** start Data extract **

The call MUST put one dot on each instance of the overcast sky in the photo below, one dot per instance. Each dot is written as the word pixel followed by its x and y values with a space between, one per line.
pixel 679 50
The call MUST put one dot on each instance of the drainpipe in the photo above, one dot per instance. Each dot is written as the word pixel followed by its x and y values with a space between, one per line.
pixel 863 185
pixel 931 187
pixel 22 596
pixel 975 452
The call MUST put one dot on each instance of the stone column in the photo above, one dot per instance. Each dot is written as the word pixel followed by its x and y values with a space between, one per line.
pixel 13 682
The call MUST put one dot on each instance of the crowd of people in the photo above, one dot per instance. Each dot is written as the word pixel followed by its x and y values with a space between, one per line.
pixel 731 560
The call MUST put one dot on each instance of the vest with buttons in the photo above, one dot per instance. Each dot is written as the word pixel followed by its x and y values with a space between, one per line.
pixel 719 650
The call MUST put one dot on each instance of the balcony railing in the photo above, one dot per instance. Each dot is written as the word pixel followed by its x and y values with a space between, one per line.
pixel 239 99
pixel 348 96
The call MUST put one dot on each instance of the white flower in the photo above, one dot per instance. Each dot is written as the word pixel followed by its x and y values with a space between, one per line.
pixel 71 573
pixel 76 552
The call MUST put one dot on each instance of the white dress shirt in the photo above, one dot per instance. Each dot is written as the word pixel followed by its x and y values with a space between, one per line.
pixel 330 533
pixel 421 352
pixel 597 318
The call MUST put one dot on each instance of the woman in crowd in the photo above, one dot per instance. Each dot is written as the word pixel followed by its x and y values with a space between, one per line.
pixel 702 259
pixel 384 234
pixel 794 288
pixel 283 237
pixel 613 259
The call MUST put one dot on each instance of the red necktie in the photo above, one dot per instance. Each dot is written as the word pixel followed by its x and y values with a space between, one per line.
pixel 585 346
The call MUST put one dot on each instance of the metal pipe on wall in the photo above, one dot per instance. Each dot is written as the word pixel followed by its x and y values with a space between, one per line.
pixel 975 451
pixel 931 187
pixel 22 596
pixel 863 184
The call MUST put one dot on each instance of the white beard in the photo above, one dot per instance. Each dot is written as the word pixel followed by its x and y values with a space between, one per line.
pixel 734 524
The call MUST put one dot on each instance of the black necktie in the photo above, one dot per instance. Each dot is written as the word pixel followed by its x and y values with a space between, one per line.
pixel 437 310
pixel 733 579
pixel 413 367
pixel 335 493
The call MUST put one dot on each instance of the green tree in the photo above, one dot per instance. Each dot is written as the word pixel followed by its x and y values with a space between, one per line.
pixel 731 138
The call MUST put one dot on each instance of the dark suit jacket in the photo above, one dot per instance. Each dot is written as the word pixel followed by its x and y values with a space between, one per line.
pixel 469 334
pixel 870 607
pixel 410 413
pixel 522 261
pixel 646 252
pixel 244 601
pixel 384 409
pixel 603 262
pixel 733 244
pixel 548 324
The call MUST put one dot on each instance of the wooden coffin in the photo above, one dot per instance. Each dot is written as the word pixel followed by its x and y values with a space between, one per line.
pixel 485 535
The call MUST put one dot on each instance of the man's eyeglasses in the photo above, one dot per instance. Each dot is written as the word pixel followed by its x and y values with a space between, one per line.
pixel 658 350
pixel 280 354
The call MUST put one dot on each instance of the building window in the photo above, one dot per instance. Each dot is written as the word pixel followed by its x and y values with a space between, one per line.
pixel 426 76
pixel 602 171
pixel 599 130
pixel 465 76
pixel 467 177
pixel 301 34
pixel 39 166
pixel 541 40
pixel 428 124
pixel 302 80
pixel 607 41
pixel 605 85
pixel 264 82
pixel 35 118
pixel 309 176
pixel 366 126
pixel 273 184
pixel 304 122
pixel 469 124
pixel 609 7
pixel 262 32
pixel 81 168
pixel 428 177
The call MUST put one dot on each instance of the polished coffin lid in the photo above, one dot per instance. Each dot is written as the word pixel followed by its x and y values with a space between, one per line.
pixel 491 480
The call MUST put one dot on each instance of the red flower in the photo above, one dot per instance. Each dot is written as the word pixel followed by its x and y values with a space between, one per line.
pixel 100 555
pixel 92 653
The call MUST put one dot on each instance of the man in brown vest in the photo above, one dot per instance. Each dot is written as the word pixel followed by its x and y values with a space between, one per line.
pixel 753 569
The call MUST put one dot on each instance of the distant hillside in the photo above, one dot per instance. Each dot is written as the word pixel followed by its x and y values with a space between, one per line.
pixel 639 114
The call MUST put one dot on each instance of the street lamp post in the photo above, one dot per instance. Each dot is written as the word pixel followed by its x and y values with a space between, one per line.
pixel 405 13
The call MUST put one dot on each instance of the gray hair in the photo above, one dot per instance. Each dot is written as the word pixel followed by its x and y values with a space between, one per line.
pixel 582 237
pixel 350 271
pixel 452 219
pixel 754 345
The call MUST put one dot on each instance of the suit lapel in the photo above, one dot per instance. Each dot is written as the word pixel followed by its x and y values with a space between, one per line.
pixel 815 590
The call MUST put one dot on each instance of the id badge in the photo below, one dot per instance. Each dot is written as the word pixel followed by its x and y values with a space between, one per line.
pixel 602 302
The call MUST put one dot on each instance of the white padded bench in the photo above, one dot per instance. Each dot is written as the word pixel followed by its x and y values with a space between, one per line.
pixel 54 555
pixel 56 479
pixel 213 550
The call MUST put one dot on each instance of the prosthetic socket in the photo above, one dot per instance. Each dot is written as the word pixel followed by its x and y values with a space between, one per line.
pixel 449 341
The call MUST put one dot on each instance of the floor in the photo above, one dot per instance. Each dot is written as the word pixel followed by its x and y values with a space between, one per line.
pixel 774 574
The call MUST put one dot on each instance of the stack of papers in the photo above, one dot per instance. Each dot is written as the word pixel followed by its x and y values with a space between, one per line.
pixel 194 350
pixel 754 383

** end Data extract **

• _Written problem_: Update all of the records above, replacing "the word pixel" with "the label point" and leaving the rest of the text unchanged.

• _Answer for this exercise_:
The call MUST put one dot on each instance of the overcast sky in the photo below, one dot per instance. Each dot is written as the label point followed by its x and y values with a space between, one per line.
pixel 679 50
The call MUST put one dot on each instance of the drainpipe in the photo above, one dot per instance. Each dot is written as the label point followed by its x and y values with a space between, one per line.
pixel 863 185
pixel 931 187
pixel 22 596
pixel 975 452
The call MUST put one dot on each instance of the stone column in the photo above, one dot per instance. Each dot is written as the label point followed by its x and y values with a space between, one per line.
pixel 13 682
The call MUST put one dot on each instance of the crowd of people in the photo above, one dot per instance. Each dot is written as the label point followed by its x and y values with a space between, one per line.
pixel 731 560
The call MUST put one dot on each instance of the vest with buttons in the photo above, one dot per instance. Each dot is written as the label point followed by its x and y values with a space between, one per line.
pixel 719 650
The call MUST put one dot on each instance of the balcony railing in the photo above, one dot per instance. Each dot is written as the label point followed by its x and y values with a space between, one per line.
pixel 239 99
pixel 348 96
The call MUST put one dot on each instance of the white flower in the photo above, one dot per instance. Each dot is written as the label point followed by its x and y values with a space between, one per line.
pixel 71 573
pixel 76 552
The call MUST put one dot on each instance of the white dress shirt in the photo above, one dot per instance. Each dot is written as the label point followed by its x and y values with a space between, one per line.
pixel 330 533
pixel 421 352
pixel 597 318
The call MUST put one dot on each instance of the woman in crowd in the photo above, one dot per instance. Each dot is written as the label point followed by its x and y values with a space between, one per line.
pixel 702 259
pixel 384 234
pixel 794 288
pixel 283 237
pixel 613 259
The call MUST put one dot on each instance of the red necktie in the photo above, one dot per instance. Each dot is written as the label point followed by its x and y values with a space between, one per line.
pixel 585 346
The call MUST put one dot on each instance of the metal pipe on wall in the photo above, one dot per instance. Each dot is written as the label point followed by its x and y values with a space between, one per line.
pixel 975 451
pixel 931 187
pixel 22 596
pixel 863 184
The call MUST put one dot on each instance of the white beard in the photo above, one dot per instance. Each dot is written as the label point followed by its x and y values with a space between, one per line.
pixel 734 524
The call MUST put one dot on each instance of the black necktie in the photo above, one dot per instance. Each dot is written as the label point followed by its x and y values with a space between, one per line.
pixel 437 310
pixel 733 579
pixel 413 367
pixel 335 493
The call MUST put one dot on each instance of the green tree in the photo above, one dot per instance. Each dot is written as the label point followed by its x and y values with a space between, one per line.
pixel 731 138
The call MUST put one dot on each instance of the dark suit jacket in the photo above, one dot per instance. Each dot is written as the label point followed by its x and y values with a space between, one per line.
pixel 469 334
pixel 870 607
pixel 410 413
pixel 522 261
pixel 646 252
pixel 244 601
pixel 384 409
pixel 603 262
pixel 733 244
pixel 548 324
The call MUST put one dot on each instance of the wooden coffin in the photo above, one dot per instance. Each dot is written as the label point followed by its x and y values with a space between, one per line.
pixel 485 535
The call MUST put one dot on each instance of the man's eyeglasses in the photo above, one dot per instance. Each dot is written as the label point followed by its x and y values with a space between, one per line.
pixel 658 350
pixel 280 354
The call MUST put one dot on each instance of the building window in the photo above, one dot per instance. Each dot is written as the label point followed by its x and y values with a space between, one per line.
pixel 426 76
pixel 602 171
pixel 599 130
pixel 465 76
pixel 467 177
pixel 301 34
pixel 39 166
pixel 541 40
pixel 428 124
pixel 302 80
pixel 607 41
pixel 605 85
pixel 264 82
pixel 35 118
pixel 309 176
pixel 366 126
pixel 273 184
pixel 304 122
pixel 469 124
pixel 609 7
pixel 262 32
pixel 81 168
pixel 428 177
The call MUST put one dot on each instance of the polished coffin lid in the photo above, one dot per instance. Each dot is written as the label point followed by its x and y values with a space between, one per line.
pixel 491 480
The call MUST put one dot on each instance of the red flower in the photo above, one dot per instance. Each dot is written as the label point followed by its x and y values with a space between, one per line.
pixel 100 555
pixel 92 653
The call MUST put one dot on each instance of the man in brown vest in the photo above, one dot per instance. Each dot is written as the label point followed by its x and y values with a space between, one per line.
pixel 753 569
The call MUST put one dot on each instance of the distant hillside in the photo above, one dot per instance. Each dot is written as the label point followed by its x and y values with a space between, one per line.
pixel 639 114
The call MUST put one dot on each instance of the street lamp post in the photo above, one dot per instance. Each dot is written as the label point followed by its x and y values with a space between, one per line.
pixel 405 13
The call MUST put one dot on each instance of the gray hair in the photo above, one dot per instance. Each dot is written as the label point followed by its x and y values with a space between, one per line.
pixel 582 237
pixel 350 271
pixel 452 219
pixel 754 345
The call MUST put one dot on each instance of the suit lapel in the photo above, one dot per instance. Each dot is written as the label point followed by its x and y values with a space between, one per line.
pixel 815 590
The call MUST put one dot on each instance of the id badge in the photo below, one dot per instance. Each dot is written as the label point followed by its x and y values with a space between, one per line.
pixel 602 302
The call MUST put one dot on each instance of the white padded bench in the photo above, one dot per instance. Each dot is written as the label point followed by its x and y values with a space between, one per line.
pixel 54 555
pixel 56 479
pixel 213 550
The call MUST put one dot on each instance of the prosthetic socket in the photo above, one dot per instance. Each dot is written as the label point followed by its x and y values with a space between, one per line.
pixel 449 341
The call MUST put one dot on each instance of the floor in the photo above, one dot per instance. Each dot is written as the label point followed by its x and y values with a space between, one per line.
pixel 774 574
The call MUST put one dot on each instance of the stack of papers in the photo above, one dot per instance. Each dot is written as the label point followed by its x and y values with a space between, one per line.
pixel 194 350
pixel 754 383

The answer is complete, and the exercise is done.